• [Aim of the task]
Where the listing below has a line containing "box: [354, 267, 467, 280]", output that line and all lines after it, verbatim, and no others.
^^^^^^^^^^^^^^^^
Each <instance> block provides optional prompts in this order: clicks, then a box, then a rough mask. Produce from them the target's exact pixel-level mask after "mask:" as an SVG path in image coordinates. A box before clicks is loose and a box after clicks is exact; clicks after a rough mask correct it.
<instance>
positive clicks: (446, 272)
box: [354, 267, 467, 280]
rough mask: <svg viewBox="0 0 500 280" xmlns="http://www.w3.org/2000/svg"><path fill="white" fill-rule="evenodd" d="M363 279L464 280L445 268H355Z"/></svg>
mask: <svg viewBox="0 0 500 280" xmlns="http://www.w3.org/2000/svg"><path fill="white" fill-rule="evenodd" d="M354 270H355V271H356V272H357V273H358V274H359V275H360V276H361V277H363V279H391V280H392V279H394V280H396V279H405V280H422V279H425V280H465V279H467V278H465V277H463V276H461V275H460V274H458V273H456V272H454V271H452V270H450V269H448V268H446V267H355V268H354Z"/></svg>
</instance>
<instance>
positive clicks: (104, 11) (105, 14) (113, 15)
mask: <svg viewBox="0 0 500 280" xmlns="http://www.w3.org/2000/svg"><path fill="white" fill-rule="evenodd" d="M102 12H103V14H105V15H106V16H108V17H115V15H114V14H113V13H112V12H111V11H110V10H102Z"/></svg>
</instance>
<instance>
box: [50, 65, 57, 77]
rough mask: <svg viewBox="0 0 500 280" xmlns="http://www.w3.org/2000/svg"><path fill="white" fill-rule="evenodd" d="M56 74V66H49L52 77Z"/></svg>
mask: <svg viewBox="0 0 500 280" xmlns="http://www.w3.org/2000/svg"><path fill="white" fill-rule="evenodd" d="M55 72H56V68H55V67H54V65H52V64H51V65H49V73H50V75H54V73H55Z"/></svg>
^^^^^^^^^^^^^^^^
• [Answer box]
box: [354, 267, 467, 280]
rough mask: <svg viewBox="0 0 500 280" xmlns="http://www.w3.org/2000/svg"><path fill="white" fill-rule="evenodd" d="M363 279L464 280L445 268H355Z"/></svg>
mask: <svg viewBox="0 0 500 280" xmlns="http://www.w3.org/2000/svg"><path fill="white" fill-rule="evenodd" d="M354 270H355V271H356V272H357V273H358V274H359V275H360V276H361V277H363V279H391V280H392V279H394V280H396V279H405V280H422V279H425V280H465V279H467V278H465V277H463V276H461V275H460V274H458V273H456V272H454V271H452V270H450V269H448V268H446V267H355V268H354Z"/></svg>
</instance>
<instance>
positive clicks: (104, 11) (105, 14) (113, 15)
mask: <svg viewBox="0 0 500 280" xmlns="http://www.w3.org/2000/svg"><path fill="white" fill-rule="evenodd" d="M102 12H103V14H105V15H106V16H108V17H115V15H114V14H113V13H112V12H111V11H110V10H102Z"/></svg>
</instance>
<instance>
box: [50, 65, 57, 77]
rough mask: <svg viewBox="0 0 500 280" xmlns="http://www.w3.org/2000/svg"><path fill="white" fill-rule="evenodd" d="M56 74V66H49L52 77Z"/></svg>
mask: <svg viewBox="0 0 500 280" xmlns="http://www.w3.org/2000/svg"><path fill="white" fill-rule="evenodd" d="M55 72H56V68H55V67H54V65H52V64H51V65H49V73H50V75H54V73H55Z"/></svg>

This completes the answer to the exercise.